Assigned task> Send back the entries exactly as they were given.

Data shown>
* * * * * * * * *

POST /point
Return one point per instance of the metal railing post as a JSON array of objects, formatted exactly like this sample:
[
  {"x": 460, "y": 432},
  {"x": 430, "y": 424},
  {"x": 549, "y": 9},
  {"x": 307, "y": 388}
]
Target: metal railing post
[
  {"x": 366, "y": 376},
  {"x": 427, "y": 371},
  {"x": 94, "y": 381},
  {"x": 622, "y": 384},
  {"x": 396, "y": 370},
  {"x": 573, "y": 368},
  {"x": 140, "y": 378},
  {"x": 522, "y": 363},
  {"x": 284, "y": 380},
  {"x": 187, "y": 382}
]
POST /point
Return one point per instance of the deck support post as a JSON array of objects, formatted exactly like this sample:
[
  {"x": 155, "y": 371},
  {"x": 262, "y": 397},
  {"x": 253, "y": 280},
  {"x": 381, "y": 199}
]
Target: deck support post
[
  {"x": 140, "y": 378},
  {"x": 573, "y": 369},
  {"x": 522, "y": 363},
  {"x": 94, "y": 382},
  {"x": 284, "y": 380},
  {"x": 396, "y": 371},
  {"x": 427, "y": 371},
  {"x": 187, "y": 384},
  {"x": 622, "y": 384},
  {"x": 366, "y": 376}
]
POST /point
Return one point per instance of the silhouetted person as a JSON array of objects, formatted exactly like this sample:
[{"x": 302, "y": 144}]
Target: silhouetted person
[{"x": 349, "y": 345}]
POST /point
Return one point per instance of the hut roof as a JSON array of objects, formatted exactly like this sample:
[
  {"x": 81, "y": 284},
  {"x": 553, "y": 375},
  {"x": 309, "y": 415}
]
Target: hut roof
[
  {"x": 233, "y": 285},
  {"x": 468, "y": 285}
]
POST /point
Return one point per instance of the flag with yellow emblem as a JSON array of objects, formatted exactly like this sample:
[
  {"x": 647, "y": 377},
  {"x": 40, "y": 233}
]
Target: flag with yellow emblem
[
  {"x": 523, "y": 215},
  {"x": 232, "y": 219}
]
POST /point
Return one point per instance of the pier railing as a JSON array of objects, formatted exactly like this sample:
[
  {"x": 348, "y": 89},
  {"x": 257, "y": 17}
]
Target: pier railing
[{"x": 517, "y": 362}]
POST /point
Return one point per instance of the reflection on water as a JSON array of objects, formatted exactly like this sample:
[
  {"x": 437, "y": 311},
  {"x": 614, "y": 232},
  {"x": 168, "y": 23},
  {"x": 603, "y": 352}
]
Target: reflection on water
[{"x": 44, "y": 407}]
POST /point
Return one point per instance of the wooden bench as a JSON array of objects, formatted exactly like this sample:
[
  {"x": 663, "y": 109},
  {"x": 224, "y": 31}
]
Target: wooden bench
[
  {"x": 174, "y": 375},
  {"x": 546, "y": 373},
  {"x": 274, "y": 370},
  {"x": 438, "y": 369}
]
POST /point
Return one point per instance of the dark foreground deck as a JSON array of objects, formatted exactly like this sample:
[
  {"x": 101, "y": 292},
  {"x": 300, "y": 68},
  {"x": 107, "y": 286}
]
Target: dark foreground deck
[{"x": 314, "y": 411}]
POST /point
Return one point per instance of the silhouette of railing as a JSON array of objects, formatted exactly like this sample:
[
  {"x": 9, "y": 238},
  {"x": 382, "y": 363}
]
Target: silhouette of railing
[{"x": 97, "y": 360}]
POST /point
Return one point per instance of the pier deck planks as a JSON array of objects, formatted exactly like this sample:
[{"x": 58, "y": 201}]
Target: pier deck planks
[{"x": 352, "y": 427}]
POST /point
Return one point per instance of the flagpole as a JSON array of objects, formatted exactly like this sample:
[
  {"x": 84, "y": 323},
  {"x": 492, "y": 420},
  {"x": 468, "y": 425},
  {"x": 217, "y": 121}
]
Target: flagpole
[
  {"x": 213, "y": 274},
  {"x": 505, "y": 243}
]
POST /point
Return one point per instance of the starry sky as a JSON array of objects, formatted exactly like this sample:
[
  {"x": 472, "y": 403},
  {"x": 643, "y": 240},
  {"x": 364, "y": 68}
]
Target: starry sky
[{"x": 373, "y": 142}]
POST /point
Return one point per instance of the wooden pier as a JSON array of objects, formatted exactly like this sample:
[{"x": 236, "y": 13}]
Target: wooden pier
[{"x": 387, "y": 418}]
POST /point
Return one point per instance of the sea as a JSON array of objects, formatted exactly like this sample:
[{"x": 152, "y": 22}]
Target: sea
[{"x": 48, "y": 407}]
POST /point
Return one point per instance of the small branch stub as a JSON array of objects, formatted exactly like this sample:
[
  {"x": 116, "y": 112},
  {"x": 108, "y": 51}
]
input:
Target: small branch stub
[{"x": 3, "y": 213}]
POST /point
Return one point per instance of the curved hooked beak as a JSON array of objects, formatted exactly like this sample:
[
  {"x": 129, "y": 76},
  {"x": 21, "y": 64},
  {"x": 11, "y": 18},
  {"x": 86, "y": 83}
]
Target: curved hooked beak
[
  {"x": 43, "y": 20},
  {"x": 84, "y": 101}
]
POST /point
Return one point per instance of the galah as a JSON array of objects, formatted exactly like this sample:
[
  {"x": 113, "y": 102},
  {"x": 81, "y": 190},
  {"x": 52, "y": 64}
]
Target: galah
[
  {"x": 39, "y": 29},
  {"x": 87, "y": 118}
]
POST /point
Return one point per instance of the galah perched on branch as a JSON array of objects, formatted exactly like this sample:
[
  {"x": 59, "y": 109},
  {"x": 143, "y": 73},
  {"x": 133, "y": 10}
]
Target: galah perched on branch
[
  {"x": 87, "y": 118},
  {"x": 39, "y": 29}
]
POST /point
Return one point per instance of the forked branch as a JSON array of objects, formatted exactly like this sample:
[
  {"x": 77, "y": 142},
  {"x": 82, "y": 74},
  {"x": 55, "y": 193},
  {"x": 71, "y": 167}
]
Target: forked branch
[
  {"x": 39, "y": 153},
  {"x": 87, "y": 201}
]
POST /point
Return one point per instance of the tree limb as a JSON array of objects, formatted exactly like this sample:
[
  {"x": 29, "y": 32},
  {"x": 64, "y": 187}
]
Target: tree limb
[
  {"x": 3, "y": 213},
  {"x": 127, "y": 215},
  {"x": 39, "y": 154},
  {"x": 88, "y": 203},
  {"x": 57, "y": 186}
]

* * * * * * * * *

Answer space>
POST /point
Return one point per instance of the metal railing post as a JSON array of objects, formatted exactly like this sample:
[
  {"x": 460, "y": 432},
  {"x": 430, "y": 424},
  {"x": 549, "y": 9},
  {"x": 307, "y": 388}
]
Target: metal railing post
[
  {"x": 366, "y": 376},
  {"x": 427, "y": 371},
  {"x": 94, "y": 381},
  {"x": 622, "y": 384},
  {"x": 396, "y": 370},
  {"x": 573, "y": 368},
  {"x": 140, "y": 378},
  {"x": 522, "y": 363},
  {"x": 284, "y": 380},
  {"x": 187, "y": 382}
]
POST /point
Return one point per instance of the deck support post as a JSON array of objects, formatted exactly like this sample:
[
  {"x": 155, "y": 371},
  {"x": 262, "y": 397},
  {"x": 253, "y": 280},
  {"x": 381, "y": 199}
]
Target: deck support post
[
  {"x": 140, "y": 378},
  {"x": 573, "y": 369},
  {"x": 522, "y": 363},
  {"x": 94, "y": 382},
  {"x": 284, "y": 380},
  {"x": 396, "y": 371},
  {"x": 427, "y": 371},
  {"x": 187, "y": 384},
  {"x": 622, "y": 384},
  {"x": 366, "y": 376}
]
POST /point
Return one point per instance of the silhouetted person as a JSON array of objects, formatted exactly like this sample:
[{"x": 302, "y": 144}]
Target: silhouetted person
[{"x": 349, "y": 345}]
POST /point
Return one point per instance of the hut roof as a JSON array of objects, formatted exactly like this sample:
[
  {"x": 81, "y": 284},
  {"x": 553, "y": 375},
  {"x": 309, "y": 415}
]
Target: hut roof
[
  {"x": 233, "y": 285},
  {"x": 468, "y": 285}
]
POST /point
Return one point per instance of the flag with yellow emblem as a JSON array of objects, formatted exactly like this sample:
[
  {"x": 647, "y": 377},
  {"x": 40, "y": 233}
]
Target: flag with yellow emblem
[
  {"x": 523, "y": 215},
  {"x": 232, "y": 219}
]
POST /point
Return one point per instance of the pier railing as a JSON array of objects, formatted exactly like this sample:
[
  {"x": 348, "y": 89},
  {"x": 257, "y": 17}
]
Target: pier railing
[{"x": 517, "y": 362}]
POST /point
Return one point per instance of the reflection on water as a JSON array of objects, formatted exactly like this sample:
[
  {"x": 437, "y": 311},
  {"x": 614, "y": 232},
  {"x": 168, "y": 23},
  {"x": 603, "y": 352}
]
Target: reflection on water
[{"x": 44, "y": 407}]
POST /point
Return one point per instance of the wooden bench as a JSON array of objects, formatted exactly like this sample:
[
  {"x": 663, "y": 109},
  {"x": 224, "y": 31}
]
Target: wooden bench
[
  {"x": 174, "y": 375},
  {"x": 546, "y": 373},
  {"x": 274, "y": 370},
  {"x": 438, "y": 369}
]
POST /point
Return one point per instance of the dark foreground deck as a JSON array of objects, formatted exactly like this sample:
[
  {"x": 101, "y": 292},
  {"x": 300, "y": 68},
  {"x": 107, "y": 286}
]
Target: dark foreground deck
[{"x": 314, "y": 411}]
POST /point
Return one point per instance of the silhouette of railing as a JSON array of objects, formatted exactly like this sample:
[
  {"x": 9, "y": 238},
  {"x": 382, "y": 363}
]
Target: silhouette of railing
[{"x": 97, "y": 360}]
POST /point
Return one point per instance of the pier deck planks as a JSON array of objects, formatted exactly like this sample:
[{"x": 58, "y": 201}]
Target: pier deck planks
[{"x": 352, "y": 427}]
POST /point
Return one point per instance of the flagpole as a JSON array of objects, formatted exactly like this sample:
[
  {"x": 84, "y": 323},
  {"x": 492, "y": 420},
  {"x": 468, "y": 425},
  {"x": 217, "y": 121}
]
Target: flagpole
[
  {"x": 213, "y": 274},
  {"x": 505, "y": 243}
]
POST /point
Return one point per instance of the starry sky as a JSON array of objects, formatted exactly like this sample:
[
  {"x": 472, "y": 403},
  {"x": 643, "y": 240},
  {"x": 364, "y": 68}
]
Target: starry sky
[{"x": 373, "y": 142}]
POST /point
Return one point per instance of the wooden pier as a JSON array of objects, formatted exactly like this sample:
[{"x": 236, "y": 13}]
Target: wooden pier
[{"x": 387, "y": 418}]
POST /point
Return one point per instance of the sea as a JSON array of objects, formatted exactly like this sample:
[{"x": 152, "y": 22}]
Target: sea
[{"x": 48, "y": 407}]
POST /point
Return one point per instance of the small branch stub as a JSON array of objects, formatted exactly like this sample:
[
  {"x": 116, "y": 112},
  {"x": 108, "y": 51}
]
input:
Target: small branch stub
[{"x": 3, "y": 213}]
POST /point
Return one point per instance of the curved hooked beak as a JSON array of objects, formatted exactly like this sample:
[
  {"x": 129, "y": 76},
  {"x": 21, "y": 64},
  {"x": 11, "y": 18},
  {"x": 86, "y": 83}
]
Target: curved hooked beak
[
  {"x": 43, "y": 20},
  {"x": 84, "y": 101}
]
POST /point
Return one point per instance of the galah as a JSON array of objects, formatted exactly like this sample:
[
  {"x": 113, "y": 102},
  {"x": 81, "y": 190},
  {"x": 52, "y": 64}
]
Target: galah
[
  {"x": 39, "y": 29},
  {"x": 87, "y": 118}
]
POST /point
Return one point per instance of the galah perched on branch as a JSON array of objects, formatted exactly like this sample:
[
  {"x": 59, "y": 109},
  {"x": 143, "y": 73},
  {"x": 133, "y": 10}
]
Target: galah perched on branch
[
  {"x": 87, "y": 118},
  {"x": 39, "y": 29}
]
POST /point
Return one point per instance of the forked branch as a JSON array of objects, formatted exactly like this sample:
[
  {"x": 77, "y": 142},
  {"x": 82, "y": 74},
  {"x": 55, "y": 193},
  {"x": 71, "y": 167}
]
Target: forked branch
[
  {"x": 39, "y": 153},
  {"x": 87, "y": 201}
]
POST /point
Return one point per instance of the tree limb as a JSON array of objects, formatted exactly like this sample:
[
  {"x": 29, "y": 32},
  {"x": 64, "y": 187}
]
Target: tree limb
[
  {"x": 3, "y": 213},
  {"x": 127, "y": 215},
  {"x": 39, "y": 154},
  {"x": 88, "y": 203},
  {"x": 57, "y": 186}
]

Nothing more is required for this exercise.